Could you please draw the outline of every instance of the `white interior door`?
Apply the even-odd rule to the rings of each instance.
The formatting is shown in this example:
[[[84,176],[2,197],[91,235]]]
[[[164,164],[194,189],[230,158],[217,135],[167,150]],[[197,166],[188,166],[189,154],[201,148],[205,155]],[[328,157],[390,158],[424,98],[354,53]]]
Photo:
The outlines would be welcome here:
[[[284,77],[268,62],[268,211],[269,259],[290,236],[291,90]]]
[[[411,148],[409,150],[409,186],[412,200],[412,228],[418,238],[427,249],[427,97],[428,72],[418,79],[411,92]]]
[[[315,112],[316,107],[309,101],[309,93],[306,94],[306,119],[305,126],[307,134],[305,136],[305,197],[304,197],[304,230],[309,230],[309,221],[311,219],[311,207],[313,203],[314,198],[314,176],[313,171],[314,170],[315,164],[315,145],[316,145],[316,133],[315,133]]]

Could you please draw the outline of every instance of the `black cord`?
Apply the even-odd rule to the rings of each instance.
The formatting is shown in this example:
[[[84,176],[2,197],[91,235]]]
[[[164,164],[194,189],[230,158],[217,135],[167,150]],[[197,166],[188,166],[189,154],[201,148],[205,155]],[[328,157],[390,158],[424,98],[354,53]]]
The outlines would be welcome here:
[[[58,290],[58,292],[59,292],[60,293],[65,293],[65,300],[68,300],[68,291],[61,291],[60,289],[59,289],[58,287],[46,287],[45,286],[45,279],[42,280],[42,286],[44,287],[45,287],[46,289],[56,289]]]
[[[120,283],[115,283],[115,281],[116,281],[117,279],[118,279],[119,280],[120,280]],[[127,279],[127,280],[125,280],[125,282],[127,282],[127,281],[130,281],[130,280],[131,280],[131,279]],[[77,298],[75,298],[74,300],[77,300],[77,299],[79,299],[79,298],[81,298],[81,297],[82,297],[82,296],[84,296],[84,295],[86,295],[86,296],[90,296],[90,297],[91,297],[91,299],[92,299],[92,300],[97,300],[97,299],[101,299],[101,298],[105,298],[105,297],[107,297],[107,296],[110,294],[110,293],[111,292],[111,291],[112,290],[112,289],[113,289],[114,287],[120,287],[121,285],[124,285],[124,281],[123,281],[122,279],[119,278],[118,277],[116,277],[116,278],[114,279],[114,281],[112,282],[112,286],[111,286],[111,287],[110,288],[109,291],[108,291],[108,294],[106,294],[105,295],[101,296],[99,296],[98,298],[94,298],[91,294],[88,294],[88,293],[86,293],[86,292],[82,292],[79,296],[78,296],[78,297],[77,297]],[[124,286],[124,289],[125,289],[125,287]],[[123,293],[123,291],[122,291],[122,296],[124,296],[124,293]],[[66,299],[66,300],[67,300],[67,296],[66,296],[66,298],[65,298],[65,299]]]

::::

**SHORT TASK:** Count the lines above that contain the string "instance". Reply with the number alone.

**SOLUTION TO THIS EXERCISE:** 4